++++ INFORMATION

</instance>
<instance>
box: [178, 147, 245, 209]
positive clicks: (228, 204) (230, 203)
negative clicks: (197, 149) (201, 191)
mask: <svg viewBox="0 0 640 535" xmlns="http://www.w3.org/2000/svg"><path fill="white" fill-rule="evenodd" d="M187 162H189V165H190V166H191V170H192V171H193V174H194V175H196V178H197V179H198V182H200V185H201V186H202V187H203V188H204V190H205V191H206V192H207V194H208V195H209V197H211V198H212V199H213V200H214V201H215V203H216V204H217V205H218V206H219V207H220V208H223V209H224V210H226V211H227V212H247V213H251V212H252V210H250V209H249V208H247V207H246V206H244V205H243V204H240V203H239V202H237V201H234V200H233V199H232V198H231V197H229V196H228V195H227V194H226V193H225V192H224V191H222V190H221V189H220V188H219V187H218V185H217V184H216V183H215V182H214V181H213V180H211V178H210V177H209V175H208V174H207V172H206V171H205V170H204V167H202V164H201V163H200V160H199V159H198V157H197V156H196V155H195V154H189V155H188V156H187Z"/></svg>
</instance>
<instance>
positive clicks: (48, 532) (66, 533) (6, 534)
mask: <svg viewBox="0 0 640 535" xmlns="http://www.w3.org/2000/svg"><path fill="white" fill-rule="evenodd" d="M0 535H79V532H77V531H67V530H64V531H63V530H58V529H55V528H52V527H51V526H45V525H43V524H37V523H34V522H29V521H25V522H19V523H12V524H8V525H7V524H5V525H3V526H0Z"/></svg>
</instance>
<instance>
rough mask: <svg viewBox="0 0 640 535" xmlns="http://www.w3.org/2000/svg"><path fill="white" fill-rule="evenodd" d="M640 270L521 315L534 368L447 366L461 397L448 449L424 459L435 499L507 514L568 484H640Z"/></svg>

++++++++

▶ _EXERCISE INSTRUCTIONS_
Write out, exactly as they appear, the lines from the one containing "positive clicks: (48, 532) (66, 533) (6, 534)" through the last line of the records above, both included, and nothing more.

▶ _THE ANSWER_
positive clicks: (48, 532) (66, 533) (6, 534)
mask: <svg viewBox="0 0 640 535" xmlns="http://www.w3.org/2000/svg"><path fill="white" fill-rule="evenodd" d="M0 535H79V532H77V531H67V530H64V531H63V530H58V529H55V528H52V527H51V526H45V525H43V524H37V523H34V522H29V521H25V522H19V523H12V524H8V525H7V524H5V525H3V526H0Z"/></svg>
</instance>
<instance>
rough mask: <svg viewBox="0 0 640 535" xmlns="http://www.w3.org/2000/svg"><path fill="white" fill-rule="evenodd" d="M640 270L521 315L534 368L447 366L461 397L448 449L424 459L435 499L507 514L568 484H640Z"/></svg>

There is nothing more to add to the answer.